[Data items]
——————
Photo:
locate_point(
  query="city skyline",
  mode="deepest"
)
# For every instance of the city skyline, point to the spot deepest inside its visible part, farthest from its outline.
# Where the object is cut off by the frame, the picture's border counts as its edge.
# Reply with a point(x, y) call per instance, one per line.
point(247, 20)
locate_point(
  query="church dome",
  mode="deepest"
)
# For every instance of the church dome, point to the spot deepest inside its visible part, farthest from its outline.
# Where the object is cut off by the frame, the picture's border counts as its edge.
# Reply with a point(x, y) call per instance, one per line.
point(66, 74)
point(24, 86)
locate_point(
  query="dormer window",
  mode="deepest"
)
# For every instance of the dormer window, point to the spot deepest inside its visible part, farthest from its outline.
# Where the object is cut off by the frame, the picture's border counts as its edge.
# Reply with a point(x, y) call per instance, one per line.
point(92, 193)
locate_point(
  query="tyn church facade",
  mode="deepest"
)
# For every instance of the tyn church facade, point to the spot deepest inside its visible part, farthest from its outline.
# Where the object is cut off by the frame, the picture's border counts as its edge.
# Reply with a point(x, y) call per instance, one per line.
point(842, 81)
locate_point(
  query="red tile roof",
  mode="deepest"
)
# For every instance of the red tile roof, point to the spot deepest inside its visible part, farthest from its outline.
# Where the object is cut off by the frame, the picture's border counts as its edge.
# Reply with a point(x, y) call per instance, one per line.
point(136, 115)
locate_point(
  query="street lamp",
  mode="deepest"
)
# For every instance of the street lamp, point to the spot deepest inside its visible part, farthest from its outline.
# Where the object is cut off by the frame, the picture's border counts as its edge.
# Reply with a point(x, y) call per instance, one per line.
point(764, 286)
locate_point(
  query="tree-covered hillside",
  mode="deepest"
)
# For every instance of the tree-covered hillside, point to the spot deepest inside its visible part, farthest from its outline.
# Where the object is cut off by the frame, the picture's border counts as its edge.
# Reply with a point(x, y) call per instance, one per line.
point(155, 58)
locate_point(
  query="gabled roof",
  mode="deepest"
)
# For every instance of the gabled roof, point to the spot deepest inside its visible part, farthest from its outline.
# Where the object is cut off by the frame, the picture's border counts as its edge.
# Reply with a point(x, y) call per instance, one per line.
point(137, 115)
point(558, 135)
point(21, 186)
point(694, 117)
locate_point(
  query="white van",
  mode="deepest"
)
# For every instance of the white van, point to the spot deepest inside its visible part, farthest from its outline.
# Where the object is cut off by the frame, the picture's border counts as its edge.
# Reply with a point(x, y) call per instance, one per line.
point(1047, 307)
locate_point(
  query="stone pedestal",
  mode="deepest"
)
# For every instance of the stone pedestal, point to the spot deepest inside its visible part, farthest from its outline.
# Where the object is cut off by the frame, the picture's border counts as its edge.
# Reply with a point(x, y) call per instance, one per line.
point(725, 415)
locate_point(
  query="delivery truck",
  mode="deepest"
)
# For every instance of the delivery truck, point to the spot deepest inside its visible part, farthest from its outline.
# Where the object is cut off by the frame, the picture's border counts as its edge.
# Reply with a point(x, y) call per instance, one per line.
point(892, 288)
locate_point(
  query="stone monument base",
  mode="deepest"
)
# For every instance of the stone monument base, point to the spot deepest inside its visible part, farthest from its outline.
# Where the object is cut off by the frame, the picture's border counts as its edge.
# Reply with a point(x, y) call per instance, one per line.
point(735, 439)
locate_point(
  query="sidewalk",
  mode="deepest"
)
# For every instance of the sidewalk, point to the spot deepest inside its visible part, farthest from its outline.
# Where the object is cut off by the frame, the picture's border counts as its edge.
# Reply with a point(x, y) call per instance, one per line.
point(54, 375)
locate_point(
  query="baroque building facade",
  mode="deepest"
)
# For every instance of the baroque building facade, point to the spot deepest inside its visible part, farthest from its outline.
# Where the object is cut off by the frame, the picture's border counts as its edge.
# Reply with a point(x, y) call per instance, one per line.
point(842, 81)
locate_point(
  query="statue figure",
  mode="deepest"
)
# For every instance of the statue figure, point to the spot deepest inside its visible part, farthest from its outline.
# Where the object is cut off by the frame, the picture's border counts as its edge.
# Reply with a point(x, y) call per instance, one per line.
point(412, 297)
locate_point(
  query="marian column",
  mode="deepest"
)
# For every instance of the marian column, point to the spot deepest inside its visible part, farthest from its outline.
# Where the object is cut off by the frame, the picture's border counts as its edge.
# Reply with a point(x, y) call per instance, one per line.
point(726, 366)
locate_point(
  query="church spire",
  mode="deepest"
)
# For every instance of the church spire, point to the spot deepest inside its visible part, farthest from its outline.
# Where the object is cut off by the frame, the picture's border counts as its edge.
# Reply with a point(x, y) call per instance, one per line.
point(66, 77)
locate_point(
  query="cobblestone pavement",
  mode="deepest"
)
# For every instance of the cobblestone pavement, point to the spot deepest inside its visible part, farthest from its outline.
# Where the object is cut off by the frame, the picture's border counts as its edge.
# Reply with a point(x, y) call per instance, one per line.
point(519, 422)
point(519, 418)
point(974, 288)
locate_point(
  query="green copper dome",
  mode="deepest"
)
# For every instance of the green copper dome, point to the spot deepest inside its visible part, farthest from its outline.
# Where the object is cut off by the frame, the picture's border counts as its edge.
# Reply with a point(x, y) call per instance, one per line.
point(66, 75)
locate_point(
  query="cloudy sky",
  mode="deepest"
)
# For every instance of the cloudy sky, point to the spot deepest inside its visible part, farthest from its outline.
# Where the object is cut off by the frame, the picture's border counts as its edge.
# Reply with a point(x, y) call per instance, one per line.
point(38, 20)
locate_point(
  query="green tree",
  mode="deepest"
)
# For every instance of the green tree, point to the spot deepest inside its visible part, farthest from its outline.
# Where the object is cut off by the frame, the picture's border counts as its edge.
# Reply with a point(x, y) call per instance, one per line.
——————
All of the entries should be written out again exactly.

• **Correct answer**
Photo:
locate_point(
  query="city skyline",
  mode="deepest"
)
# For every instance of the city skyline, point to the spot deepest inside its visible part, farthest from its outline.
# Where the object is cut off by the frame, the picture's border counts as its edge.
# Reply with a point(x, y) call per instance, one per line.
point(247, 20)
locate_point(
  query="church dome",
  mode="deepest"
)
# For every instance of the church dome, point to the spot deepest inside its visible part, farthest from its outline.
# Where the object is cut off by the frame, the picture's border counts as its edge.
# Reply with a point(x, y) call per instance, one per line.
point(66, 74)
point(24, 86)
locate_point(
  query="dormer window",
  mode="deepest"
)
# For every instance of the dormer window, point to the spot deepest inside its visible part, farthest from its outline.
# Where the object is cut off by the frame, the picture's border counts as its edge.
# Reply with a point(x, y) call per instance, one per line.
point(92, 193)
locate_point(
  query="tyn church facade",
  mode="deepest"
)
# For every instance of the tyn church facade, point to the spot deepest inside its visible part, farthest from its outline.
# Where the object is cut off by the frame, the picture's border counts as its edge.
# Reply with a point(x, y) call per instance, one per line.
point(842, 81)
locate_point(
  query="red tile roof",
  mode="deepest"
)
# For every instance of the red tile roof, point to the spot deepest inside its visible part, farthest from its outline.
# Where the object is cut off by the frame, the picture's border counts as its edge.
# Reply with a point(x, y) call per instance, one per line.
point(136, 115)
locate_point(
  query="street lamp",
  mode="deepest"
)
# For every instance of the street lamp, point to the spot deepest inside its visible part, farthest from its outline.
# Where the object is cut off by the frame, the picture's border counts as its edge.
# Reply with a point(x, y) call per instance, one per line.
point(764, 286)
locate_point(
  query="tree-covered hillside",
  mode="deepest"
)
# For every instance of the tree-covered hillside, point to the spot deepest inside its visible part, farthest from its outline.
# Where the object is cut off by the frame, the picture's border counts as its edge.
# Reply with a point(x, y) call per instance, one per line.
point(155, 58)
locate_point(
  query="gabled roof",
  mode="deepest"
)
# For every instance of the gabled roof, point to the spot deepest inside its visible part, farthest from its outline.
# Where the object is cut off by the frame, the picture's border counts as its edge.
# Reply with a point(x, y) call per instance, one per line.
point(137, 115)
point(558, 135)
point(21, 186)
point(694, 117)
locate_point(
  query="white van",
  mode="deepest"
)
# For every instance of the white van, point to the spot deepest inside its visible part, farthest from its outline.
# Where the object is cut off by the frame, the picture's border counts as its edge.
# Reply with a point(x, y) call per instance, one per line.
point(1047, 307)
locate_point(
  query="stone pedestal",
  mode="deepest"
)
# For every instance of the stone pedestal, point to the spot deepest inside its visible part, farthest from its outline.
# Where the object is cut off by the frame, the picture's border counts as its edge.
# Reply with a point(x, y) call per instance, one per line.
point(725, 415)
locate_point(
  query="delivery truck",
  mode="deepest"
)
# For every instance of the delivery truck, point to the spot deepest inside its visible part, farthest from its outline.
# Where the object is cut off by the frame, the picture's border counts as its edge.
# Reply with a point(x, y) call per instance, one per line.
point(892, 288)
locate_point(
  query="stone monument base",
  mode="deepest"
)
# For every instance of the stone monument base, point to the spot deepest inside its visible part, farthest from its outline.
# Where the object is cut off by the frame, the picture's border counts as its edge.
# Reply with a point(x, y) call per instance, one per line.
point(735, 439)
locate_point(
  query="sidewalk",
  mode="deepest"
)
# For every instance of the sidewalk, point to the spot deepest inside its visible part, farthest from its outline.
# Where the object is cut off by the frame, the picture's border counts as its edge.
# Reply with a point(x, y) call per instance, one per line.
point(54, 375)
locate_point(
  query="baroque building facade",
  mode="deepest"
)
# For every instance of the baroque building facade, point to the spot deepest inside its visible part, farthest from its outline.
# Where the object is cut off by the frame, the picture's border counts as its edge.
# Reply with a point(x, y) call per instance, one per line.
point(842, 81)
locate_point(
  query="statue figure",
  mode="deepest"
)
# For every instance of the statue figure, point to the spot deepest inside its visible part, farthest from its outline.
# Where the object is cut off by the frame, the picture's border counts as its edge.
# Reply with a point(x, y) call per instance, one per line.
point(412, 297)
locate_point(
  query="marian column",
  mode="deepest"
)
# For every instance of the marian column, point to the spot deepest inside its visible part, farthest from its outline.
# Where the object is cut off by the frame, the picture's border counts as its edge.
# Reply with a point(x, y) call per instance, one per line.
point(726, 366)
locate_point(
  query="church spire",
  mode="deepest"
)
# For every instance of the church spire, point to the spot deepest inside its visible part, farthest from its outline.
# Where the object is cut off by the frame, the picture's border counts as its edge.
# Reply with a point(x, y) call per instance, one per line.
point(66, 77)
locate_point(
  query="cobblestone pavement",
  mode="deepest"
)
# For every instance of the cobblestone pavement, point to the spot deepest inside its visible part, farthest from its outline.
# Where the object is cut off by the frame, the picture's border counts as its edge.
# Reply with a point(x, y) call per instance, one per line.
point(519, 422)
point(519, 418)
point(974, 288)
locate_point(
  query="green copper dome",
  mode="deepest"
)
# For every instance of the green copper dome, point to the spot deepest inside its visible part, farthest from its outline.
# Where the object is cut off by the frame, the picture's border counts as its edge.
# Reply with a point(x, y) call per instance, one per line.
point(66, 75)
locate_point(
  query="cloudy sky",
  mode="deepest"
)
# For every instance of the cloudy sky, point to the spot deepest inside its visible part, farthest from its outline.
# Where the object is cut off by the frame, the picture's border counts as its edge.
# Reply with a point(x, y) call per instance, one per line.
point(38, 20)
locate_point(
  query="green tree",
  mode="deepest"
)
# For every instance of the green tree, point to the spot deepest inside its visible part, farthest from its outline.
# Where the object is cut off by the frame, the picture's border counts as its edge.
# Reply with a point(x, y) call per instance, one per line.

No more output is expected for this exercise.